◆ TASK TO COMPLETE: Please write out the data that follows, word for word.

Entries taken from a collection

Start of Block

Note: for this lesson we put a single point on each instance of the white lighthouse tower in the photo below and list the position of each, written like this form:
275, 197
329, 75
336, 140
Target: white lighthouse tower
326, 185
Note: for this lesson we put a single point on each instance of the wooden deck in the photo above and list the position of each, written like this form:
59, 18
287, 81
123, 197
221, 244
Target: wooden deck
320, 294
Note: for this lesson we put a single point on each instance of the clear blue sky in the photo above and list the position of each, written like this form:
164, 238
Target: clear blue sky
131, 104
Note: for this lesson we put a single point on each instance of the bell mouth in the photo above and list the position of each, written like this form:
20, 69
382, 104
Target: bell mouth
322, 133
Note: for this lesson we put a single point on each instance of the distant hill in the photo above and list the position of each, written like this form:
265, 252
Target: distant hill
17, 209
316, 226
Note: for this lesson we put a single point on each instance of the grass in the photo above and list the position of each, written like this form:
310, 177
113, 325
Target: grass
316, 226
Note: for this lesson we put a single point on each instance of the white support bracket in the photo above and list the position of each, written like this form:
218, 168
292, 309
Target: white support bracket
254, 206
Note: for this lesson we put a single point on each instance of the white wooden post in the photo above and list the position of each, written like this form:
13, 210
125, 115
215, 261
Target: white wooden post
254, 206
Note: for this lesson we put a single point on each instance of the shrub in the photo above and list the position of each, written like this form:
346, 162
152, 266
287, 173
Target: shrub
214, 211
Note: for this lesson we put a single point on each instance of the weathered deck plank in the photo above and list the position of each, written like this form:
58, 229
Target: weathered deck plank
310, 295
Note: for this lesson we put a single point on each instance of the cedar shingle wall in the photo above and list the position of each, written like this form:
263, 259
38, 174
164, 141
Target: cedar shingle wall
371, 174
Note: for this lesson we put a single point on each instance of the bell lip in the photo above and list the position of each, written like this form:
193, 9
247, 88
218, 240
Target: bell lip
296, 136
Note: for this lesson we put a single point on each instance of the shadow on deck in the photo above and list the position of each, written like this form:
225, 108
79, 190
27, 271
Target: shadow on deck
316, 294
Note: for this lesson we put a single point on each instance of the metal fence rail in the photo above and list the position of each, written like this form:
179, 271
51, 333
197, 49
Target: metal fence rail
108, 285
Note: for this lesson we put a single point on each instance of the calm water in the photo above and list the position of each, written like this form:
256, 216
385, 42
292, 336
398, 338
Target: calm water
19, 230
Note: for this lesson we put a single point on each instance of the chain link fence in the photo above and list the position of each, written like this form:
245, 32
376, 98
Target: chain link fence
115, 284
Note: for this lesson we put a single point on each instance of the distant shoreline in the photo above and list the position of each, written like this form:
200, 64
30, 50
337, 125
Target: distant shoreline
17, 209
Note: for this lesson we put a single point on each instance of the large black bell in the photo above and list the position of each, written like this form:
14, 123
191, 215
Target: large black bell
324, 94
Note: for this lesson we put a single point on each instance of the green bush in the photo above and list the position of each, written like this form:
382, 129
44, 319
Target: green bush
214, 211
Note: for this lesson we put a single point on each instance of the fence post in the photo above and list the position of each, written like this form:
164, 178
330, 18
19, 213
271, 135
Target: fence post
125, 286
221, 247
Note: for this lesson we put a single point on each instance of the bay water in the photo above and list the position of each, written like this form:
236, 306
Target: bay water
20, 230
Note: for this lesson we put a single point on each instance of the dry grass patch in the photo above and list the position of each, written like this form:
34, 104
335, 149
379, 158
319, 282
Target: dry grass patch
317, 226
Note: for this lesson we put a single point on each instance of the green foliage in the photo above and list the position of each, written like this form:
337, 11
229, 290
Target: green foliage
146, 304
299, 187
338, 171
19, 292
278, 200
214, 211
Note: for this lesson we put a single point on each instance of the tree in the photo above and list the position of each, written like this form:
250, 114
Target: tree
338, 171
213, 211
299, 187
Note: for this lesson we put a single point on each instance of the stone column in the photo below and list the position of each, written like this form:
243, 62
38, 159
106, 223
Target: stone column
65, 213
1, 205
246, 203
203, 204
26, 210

End of Block

◆ OUTPUT OF THE TASK:
Note: for this lesson we put a single point on each instance of the white lighthouse tower in the photo below and list the position of each, written like this form:
275, 197
329, 75
336, 140
Target: white lighthouse tower
326, 185
Note: for this lesson we put a single point on each instance of the wooden deck in the photo above and list the position of each, written like this form:
59, 18
287, 81
123, 197
221, 244
Target: wooden deck
320, 294
Note: for this lesson we put a single point on each instance of the clear blue sky in the photo above and list the position of each, written like this form:
164, 238
Target: clear blue sky
131, 104
Note: for this lesson we put a single point on each instance of the bell mouth in the photo above and list the position of each, written like this form:
20, 69
382, 104
Target: bell mouth
322, 133
Note: for this lesson we put a single point on each instance of the distant hill in the photo above and list the position of each, written like this form:
265, 252
Target: distant hill
17, 209
316, 226
Note: for this lesson we put a single point on each instance of the grass in the photo above and list the position of each, written like this form:
310, 177
113, 325
Target: grass
316, 226
Note: for this lesson we put a single point on each instance of the white support bracket in the photo above and list the position of each, written like this form:
218, 168
292, 309
Target: white support bracket
254, 206
Note: for this lesson we put a single point on each instance of the white wooden post in the photo above and list the position of each, written like this form:
13, 210
125, 115
215, 261
Target: white wooden post
254, 206
Note: for this lesson we put a single point on each instance of the shrub in the photo above and list the position of each, written like this form:
346, 162
152, 266
287, 173
Target: shrub
214, 211
Note: for this lesson we put a single point on each instance of the weathered deck plank in the photo above and list the position of each, written like this form:
58, 229
Target: weathered deck plank
310, 295
Note: for this lesson we put a single point on each instance of the cedar shingle wall in the photo above and list the position of each, written like this form:
263, 259
38, 174
164, 141
Target: cedar shingle wall
371, 174
Note: for this lesson we put a single point on each instance of the bell lip in the photo above and list the position of each, written like this form:
193, 9
247, 88
218, 240
Target: bell lip
296, 136
Note: for this lesson we put a single point on each instance of the shadow on deck in the photo above and list the position of each, written like this form:
225, 108
79, 190
27, 271
Target: shadow on deck
316, 294
Note: for this lesson we put a single point on each instance of the metal fence rail in the photo above and list the position of each, written like this form:
179, 271
51, 333
197, 49
Target: metal fence rail
108, 285
Note: for this lesson we put a single point on each instance of the calm water in the photo above and list the position of each, written like this form:
256, 216
385, 42
292, 336
398, 338
Target: calm water
19, 230
Note: for this lesson we put a single point on each instance of the chain link fence in the photo above and list the position of each, written like this form:
245, 32
376, 98
Target: chain link fence
115, 284
Note: for this lesson we put a single point on each instance of the distant shoreline in the photo above and list the position of each, written like this form:
200, 64
30, 50
337, 125
Target: distant shoreline
17, 209
Note: for this lesson we put a single point on each instance of the large black bell in the photo above and list the position of each, written like this form:
14, 123
191, 215
Target: large black bell
324, 94
Note: for this lesson we put a single point on each instance of the green bush in the photo above and list the position of each, written like this form:
382, 129
44, 319
Target: green bush
214, 211
Note: for this lesson we put a single point on each instance of the fence post in the photo above and list the position of each, written like this form:
164, 178
330, 18
19, 213
271, 135
Target: fence post
125, 286
221, 247
Note: for this lesson we put a single point on each instance of the bay water in the photo above and list the position of each, written like this form:
236, 306
Target: bay water
20, 230
Note: for this lesson we put a single point on each instance of the dry grass patch in the photo above and list the position of each, written like this form:
34, 104
335, 149
379, 158
319, 282
Target: dry grass patch
317, 226
Note: for this lesson we put a single point on each instance of the green foliage in the photo above and list the position of each, written like this form:
337, 11
229, 290
Target: green foliage
146, 304
299, 187
338, 171
19, 292
278, 200
214, 211
Note: for this lesson we put a single point on each instance of the tree in the photo above and list the position of each, written like this form:
250, 114
Target: tree
338, 171
213, 211
299, 187
Note: for this lesson we put a single point on each instance of the stone column in the photo below and list the position of each, written like this form:
243, 62
38, 159
106, 223
Target: stone column
65, 213
1, 205
246, 203
203, 204
26, 210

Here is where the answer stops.